* start Material supplied *
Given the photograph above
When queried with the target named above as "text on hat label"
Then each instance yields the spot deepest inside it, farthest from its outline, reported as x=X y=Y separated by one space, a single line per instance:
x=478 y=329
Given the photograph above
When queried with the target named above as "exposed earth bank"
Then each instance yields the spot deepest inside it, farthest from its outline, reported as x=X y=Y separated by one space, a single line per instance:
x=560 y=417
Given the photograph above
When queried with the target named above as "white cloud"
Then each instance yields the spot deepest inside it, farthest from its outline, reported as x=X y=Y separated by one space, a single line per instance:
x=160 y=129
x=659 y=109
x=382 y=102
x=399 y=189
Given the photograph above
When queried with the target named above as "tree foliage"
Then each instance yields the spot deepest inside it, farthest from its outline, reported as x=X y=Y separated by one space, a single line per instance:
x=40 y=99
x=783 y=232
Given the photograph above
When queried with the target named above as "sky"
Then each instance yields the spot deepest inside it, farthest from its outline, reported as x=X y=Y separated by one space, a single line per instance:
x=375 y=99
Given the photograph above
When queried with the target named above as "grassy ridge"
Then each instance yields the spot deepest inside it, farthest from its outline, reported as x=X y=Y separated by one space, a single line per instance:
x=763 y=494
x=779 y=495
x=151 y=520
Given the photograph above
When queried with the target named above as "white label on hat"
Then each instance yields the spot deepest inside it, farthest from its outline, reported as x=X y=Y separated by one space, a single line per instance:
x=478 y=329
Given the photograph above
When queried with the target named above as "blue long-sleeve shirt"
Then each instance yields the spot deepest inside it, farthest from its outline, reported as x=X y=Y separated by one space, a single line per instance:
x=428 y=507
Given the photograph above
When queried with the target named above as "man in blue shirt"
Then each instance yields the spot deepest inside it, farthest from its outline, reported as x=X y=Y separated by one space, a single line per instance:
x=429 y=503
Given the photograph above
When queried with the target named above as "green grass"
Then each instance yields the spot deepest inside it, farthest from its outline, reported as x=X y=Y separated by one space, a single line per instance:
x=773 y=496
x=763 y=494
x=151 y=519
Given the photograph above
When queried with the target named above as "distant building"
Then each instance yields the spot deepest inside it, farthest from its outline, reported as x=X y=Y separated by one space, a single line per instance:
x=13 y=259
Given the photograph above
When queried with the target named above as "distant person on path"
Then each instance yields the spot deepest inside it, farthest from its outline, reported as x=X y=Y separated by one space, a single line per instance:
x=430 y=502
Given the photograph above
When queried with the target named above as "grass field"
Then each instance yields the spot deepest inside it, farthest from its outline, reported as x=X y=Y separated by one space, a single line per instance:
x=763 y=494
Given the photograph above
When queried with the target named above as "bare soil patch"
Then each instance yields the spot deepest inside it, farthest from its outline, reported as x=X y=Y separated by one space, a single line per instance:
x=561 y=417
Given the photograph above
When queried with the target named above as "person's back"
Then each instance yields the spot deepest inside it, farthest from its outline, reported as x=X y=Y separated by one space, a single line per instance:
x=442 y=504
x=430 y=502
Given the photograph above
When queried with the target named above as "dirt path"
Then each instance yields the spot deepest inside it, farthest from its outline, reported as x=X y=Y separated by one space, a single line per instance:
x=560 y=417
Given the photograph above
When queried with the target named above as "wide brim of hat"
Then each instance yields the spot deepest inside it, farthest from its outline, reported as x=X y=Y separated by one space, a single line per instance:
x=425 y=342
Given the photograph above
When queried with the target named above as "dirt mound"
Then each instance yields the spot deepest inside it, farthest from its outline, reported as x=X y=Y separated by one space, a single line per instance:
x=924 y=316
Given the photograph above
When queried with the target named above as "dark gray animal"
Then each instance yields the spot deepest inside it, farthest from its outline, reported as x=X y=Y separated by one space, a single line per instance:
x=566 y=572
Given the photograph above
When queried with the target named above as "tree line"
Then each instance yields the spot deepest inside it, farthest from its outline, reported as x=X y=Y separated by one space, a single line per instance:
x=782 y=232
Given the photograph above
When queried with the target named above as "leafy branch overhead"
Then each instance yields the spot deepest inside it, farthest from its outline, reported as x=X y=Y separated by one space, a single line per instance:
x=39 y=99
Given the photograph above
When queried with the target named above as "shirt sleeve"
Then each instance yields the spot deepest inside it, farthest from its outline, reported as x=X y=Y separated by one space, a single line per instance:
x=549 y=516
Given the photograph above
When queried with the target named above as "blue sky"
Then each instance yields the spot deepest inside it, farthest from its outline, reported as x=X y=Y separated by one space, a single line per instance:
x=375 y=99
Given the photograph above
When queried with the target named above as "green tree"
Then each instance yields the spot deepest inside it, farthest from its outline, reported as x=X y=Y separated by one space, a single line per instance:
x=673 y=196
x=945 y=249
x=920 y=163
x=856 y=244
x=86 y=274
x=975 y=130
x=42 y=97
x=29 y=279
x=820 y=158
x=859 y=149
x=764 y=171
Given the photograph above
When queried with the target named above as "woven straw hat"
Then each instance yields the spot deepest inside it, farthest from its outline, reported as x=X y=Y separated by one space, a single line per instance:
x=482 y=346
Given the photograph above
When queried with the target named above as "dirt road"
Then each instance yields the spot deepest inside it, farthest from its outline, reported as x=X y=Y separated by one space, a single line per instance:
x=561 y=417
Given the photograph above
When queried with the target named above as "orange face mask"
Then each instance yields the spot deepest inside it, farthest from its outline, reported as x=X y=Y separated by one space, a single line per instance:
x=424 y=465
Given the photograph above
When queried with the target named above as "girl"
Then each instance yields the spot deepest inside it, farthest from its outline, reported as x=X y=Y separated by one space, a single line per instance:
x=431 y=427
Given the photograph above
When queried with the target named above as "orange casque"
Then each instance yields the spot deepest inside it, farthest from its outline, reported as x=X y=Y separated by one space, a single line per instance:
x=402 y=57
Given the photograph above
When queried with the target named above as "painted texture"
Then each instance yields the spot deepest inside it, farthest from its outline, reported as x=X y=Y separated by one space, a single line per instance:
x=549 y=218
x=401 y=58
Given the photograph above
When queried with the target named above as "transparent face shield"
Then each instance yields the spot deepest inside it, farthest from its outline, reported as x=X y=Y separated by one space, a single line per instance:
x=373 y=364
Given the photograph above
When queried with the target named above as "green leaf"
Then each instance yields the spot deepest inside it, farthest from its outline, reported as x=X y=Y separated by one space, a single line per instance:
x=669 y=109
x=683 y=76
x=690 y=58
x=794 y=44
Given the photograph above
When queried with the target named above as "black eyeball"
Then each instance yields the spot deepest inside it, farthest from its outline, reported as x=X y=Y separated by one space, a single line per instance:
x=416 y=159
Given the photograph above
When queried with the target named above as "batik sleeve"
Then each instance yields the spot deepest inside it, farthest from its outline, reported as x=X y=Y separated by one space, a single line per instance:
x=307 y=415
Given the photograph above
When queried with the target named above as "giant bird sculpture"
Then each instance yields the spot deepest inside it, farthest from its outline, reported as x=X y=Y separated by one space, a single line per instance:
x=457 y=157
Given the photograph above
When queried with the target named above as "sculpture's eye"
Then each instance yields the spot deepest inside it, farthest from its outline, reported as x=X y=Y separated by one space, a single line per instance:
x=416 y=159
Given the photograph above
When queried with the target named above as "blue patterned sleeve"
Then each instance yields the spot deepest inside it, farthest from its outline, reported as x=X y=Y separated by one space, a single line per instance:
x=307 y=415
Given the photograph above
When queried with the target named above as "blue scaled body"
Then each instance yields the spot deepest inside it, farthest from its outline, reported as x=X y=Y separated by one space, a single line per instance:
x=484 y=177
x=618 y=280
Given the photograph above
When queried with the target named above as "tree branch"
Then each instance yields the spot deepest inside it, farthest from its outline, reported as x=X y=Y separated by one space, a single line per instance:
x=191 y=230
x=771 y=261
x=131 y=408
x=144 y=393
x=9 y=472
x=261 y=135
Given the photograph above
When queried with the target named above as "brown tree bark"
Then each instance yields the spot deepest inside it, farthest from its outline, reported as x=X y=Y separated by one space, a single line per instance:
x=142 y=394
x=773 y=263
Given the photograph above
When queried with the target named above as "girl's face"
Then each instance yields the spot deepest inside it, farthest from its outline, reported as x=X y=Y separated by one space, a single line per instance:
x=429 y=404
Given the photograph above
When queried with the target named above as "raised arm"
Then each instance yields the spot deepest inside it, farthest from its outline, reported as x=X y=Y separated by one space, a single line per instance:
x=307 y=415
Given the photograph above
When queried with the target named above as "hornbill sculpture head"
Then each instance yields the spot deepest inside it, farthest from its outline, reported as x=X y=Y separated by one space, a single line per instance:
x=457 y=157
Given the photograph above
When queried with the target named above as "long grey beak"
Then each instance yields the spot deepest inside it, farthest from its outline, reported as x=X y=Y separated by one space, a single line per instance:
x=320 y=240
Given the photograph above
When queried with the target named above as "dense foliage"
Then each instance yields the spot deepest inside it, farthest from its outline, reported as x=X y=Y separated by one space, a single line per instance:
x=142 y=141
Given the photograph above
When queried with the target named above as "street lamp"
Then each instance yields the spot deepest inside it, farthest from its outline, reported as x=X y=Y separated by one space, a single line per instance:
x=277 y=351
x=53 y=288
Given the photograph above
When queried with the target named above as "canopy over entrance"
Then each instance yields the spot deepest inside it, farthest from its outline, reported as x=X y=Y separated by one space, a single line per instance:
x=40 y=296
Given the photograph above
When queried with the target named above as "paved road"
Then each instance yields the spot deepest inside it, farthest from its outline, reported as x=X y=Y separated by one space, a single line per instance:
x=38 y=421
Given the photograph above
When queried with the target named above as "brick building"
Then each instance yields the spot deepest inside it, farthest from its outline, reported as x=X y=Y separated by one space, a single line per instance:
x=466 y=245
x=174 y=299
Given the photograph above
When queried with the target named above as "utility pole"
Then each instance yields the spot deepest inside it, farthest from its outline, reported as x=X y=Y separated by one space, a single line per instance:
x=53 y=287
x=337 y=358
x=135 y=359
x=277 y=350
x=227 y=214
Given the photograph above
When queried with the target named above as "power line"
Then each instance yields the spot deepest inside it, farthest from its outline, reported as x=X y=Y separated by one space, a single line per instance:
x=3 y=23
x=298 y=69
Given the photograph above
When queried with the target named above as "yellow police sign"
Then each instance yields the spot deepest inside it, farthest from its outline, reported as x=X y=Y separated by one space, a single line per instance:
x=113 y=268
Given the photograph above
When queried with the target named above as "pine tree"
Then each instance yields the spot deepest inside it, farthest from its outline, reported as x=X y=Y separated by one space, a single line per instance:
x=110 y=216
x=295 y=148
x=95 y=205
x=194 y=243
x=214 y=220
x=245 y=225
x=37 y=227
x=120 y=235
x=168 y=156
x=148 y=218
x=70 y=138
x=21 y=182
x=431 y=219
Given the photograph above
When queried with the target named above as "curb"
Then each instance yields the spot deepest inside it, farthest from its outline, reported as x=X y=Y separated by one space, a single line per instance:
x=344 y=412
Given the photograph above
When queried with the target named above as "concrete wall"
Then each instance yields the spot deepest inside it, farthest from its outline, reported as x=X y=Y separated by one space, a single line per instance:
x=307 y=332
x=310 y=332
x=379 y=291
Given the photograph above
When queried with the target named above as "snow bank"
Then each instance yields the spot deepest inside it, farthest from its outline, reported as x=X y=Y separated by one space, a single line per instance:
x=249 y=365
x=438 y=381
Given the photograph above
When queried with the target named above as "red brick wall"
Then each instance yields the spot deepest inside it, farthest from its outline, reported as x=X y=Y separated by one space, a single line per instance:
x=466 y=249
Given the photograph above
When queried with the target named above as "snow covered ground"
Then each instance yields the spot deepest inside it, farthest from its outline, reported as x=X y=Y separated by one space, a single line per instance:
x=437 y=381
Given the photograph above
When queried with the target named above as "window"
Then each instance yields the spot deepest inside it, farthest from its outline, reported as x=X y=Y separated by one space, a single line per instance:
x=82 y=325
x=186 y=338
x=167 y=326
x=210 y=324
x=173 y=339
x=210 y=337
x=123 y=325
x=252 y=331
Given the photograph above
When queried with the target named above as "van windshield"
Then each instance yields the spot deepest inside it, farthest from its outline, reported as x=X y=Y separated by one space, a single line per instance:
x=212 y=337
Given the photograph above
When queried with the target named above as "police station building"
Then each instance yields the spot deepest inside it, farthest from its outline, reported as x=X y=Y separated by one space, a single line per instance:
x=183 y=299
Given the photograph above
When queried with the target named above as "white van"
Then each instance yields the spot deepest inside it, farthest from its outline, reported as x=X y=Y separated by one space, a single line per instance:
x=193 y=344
* end Material supplied *
Find every line in the records that contains the string "building", and copy each of those lines.

When queried with the target named above as "distant building"
When queried with the target named above as "brick building"
When queried with the target named above as "police station building"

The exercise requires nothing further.